--- Task instructions ---
a. Return, with no changes, the part of the blog post on the death of J.W.W. Birch that opens with the words containing "The story that" and closes with "was not amused’.".
b. Supply the next part of the blog post on the death of J.W.W. Birch, picking up after its last sentence.

--- Selected extract ---
☆ ☆ ☆ ☆ ☆

Friday, December 25, 2009

Death on the Silver River



One of the precious gifts of the Internet is the ability that it provides to retrace one’s steps in life by researching documents, memoirs and blogs about times and places.

Everywhere that I have worked internationally as an Economic Consultant, I have also tucked away in my memory local stories – and I can now unearth most of these and give them colour.

In 1974, I was a member of a consulting team that produced the ‘North Perak Regional Planning and Development Study’, and I spent 6 months in Ipoh preparing the recommendations on industrial development.

The story that I garnered there was the tale of the Demise of the British Resident of Perak, J.W.W. Birch in 1875. My understanding was that he met an essentially unhygienic and un-heroic end - speared while smoking a cheroot, toileting over the Perak River.

I believed that, as was so often reported in this era; ‘Queen Victoria was not amused’.

I present a more accurate and extensive account below. [There is excellent additional reading at the Sejarah Melayu Library online, developed by Sabri Zain found at: http://www.sabrizain.org/malaya/library/index.htm]

THE BRITISH IN PERAK

The British interest in disputing and maintaining maritime control over the Straits of Malacca from British India led to intervention in Peninsula Malaya. In the 19th century, the Sultanate of Perak was relatively weak and it was only British intervention in 1820 that prevented Siam (Thailand) from annexing it.

This led on to the annexation of the Straits Settlement in 1826, as territories controlled by the British East India Company. The Straits Settlements consisted of the individual settlements of Malacca, Penang (also known as Prince of Wales Island), and Singapore.

The establishment of the Straits Settlements followed the Anglo-Dutch Treaty of 1824 between the United Kingdom and the Netherlands, by which the Malay archipelago was divided into a British zone in the north and a Dutch zone in the south. This gave the British undisputed control of Singapore. The Straits Settlements capital was moved from Penang to Singapore in 1832.

☆ ☆ ☆ ☆ ☆

--- Source material ---
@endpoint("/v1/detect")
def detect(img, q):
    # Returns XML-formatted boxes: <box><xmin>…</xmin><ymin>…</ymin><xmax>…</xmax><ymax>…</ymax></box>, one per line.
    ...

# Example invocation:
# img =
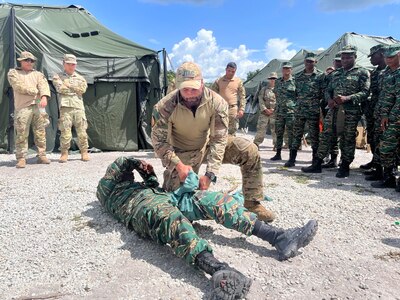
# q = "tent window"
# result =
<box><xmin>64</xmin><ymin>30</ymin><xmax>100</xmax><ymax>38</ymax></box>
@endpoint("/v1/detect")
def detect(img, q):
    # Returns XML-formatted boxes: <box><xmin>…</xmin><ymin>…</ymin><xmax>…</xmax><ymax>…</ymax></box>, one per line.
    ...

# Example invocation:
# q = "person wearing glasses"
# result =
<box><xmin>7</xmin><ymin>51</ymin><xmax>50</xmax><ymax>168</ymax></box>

☆ ☆ ☆ ☆ ☆

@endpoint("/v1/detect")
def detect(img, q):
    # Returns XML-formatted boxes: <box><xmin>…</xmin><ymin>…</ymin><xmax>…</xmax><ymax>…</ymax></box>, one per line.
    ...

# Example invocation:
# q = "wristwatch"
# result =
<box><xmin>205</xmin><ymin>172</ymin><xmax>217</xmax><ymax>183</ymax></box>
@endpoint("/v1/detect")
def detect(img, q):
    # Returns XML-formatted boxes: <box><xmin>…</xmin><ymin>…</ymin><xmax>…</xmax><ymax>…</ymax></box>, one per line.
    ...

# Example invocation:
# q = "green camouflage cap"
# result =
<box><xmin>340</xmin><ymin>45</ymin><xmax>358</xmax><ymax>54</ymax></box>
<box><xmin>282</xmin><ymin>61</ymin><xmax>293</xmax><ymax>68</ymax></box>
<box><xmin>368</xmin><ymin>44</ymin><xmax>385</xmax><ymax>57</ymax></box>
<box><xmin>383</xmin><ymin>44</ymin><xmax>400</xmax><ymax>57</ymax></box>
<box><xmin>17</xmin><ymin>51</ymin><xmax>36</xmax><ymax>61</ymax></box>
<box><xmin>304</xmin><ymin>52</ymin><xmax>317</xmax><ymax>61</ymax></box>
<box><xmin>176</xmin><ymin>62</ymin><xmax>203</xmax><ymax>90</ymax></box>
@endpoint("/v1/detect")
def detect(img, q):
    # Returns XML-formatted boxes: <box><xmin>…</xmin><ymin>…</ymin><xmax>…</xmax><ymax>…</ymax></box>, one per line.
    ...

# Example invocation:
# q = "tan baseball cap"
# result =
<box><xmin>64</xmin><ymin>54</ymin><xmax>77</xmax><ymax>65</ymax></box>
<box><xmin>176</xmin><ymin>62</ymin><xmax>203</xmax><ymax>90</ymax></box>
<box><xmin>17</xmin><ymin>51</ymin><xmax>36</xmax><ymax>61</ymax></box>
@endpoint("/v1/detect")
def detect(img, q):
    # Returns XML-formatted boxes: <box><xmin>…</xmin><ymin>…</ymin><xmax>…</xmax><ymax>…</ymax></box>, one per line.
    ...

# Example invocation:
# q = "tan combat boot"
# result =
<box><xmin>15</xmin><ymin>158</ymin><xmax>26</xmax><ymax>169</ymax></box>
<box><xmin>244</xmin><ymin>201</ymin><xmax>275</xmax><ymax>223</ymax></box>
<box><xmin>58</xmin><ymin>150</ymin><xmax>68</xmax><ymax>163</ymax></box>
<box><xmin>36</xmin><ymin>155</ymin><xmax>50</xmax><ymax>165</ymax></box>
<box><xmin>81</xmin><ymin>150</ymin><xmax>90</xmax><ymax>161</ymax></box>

☆ ☆ ☆ ☆ ☆

--- Set of answers ---
a.
The story that I garnered there was the tale of the Demise of the British Resident of Perak, J.W.W. Birch in 1875. My understanding was that he met an essentially unhygienic and un-heroic end - speared while smoking a cheroot, toileting over the Perak River.

I believed that, as was so often reported in this era; ‘Queen Victoria was not amused’.

b.
The Straits Settlements came under direct British control as a Crown Colony on 1 April 1867 and this in turn involved the British Government in the politics of the neighbouring Malay Sultanates.

It appears that the British were initially reluctant to establish a colonial presence in inland Malaya. However, increasing development of the tin mines of Perak brought an influx of Chinese immigrants, who formed rival clan groups allied with Malay chiefs and local gangsters, battling to control the mines. The Perak sultanate, involved in a protracted succession struggle, was unable to maintain order.

At the behest of English and Chinese merchants, the unreliable and duplicitous Raja Muda Abdullah was persuaded to approach Governor Sir Andrew Clarke to place Perak under British protection, requesting from the British ‘a man of sufficient abilities to show (him) a good system of government.’ The British then confirmed their support for Abdullah’s succession.

ROLE & DEATH OF J.W.W.BIRCH

The subsequent Pangkor Treaty required that the new Sultan should accept a British Resident, who would control all administrative issues ‘other than those pertaining to religion or Malay custom’.

James Wheeler Woodford Birch, commonly known as J. W. W. Birch (3 April 1826 - 2 November 1875) was the first British Resident in Perak, which became a British Protectorate. Birch was killed on 2 November 1875 at Pasir Panjang on the Perak River.

Sir Frank Swettenham who was a subsequent Governor, describes the event in the following terms in his ‘Malay Sketches’ (1895):

‘Meanwhile, Mr Birch had handed to his interpreter some more proclamations (setting out the role of the Resident) to replace those removed, and, after giving directions to prepare his breakfast, went to the China-man’s bath-house to bathe, leaving a Sikh orderly at the door with a loaded revolver.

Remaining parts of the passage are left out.